*Task description:*
Reproduce each of the records below line for line, with no changes.

*Task data:*
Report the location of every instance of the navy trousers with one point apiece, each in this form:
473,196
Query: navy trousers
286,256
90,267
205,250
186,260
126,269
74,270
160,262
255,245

*Solution to the problem:*
Report the location of every instance of the navy trousers with one point apiece, each in this form:
473,196
Query: navy trousers
286,256
90,267
205,250
186,260
126,269
74,270
160,262
255,245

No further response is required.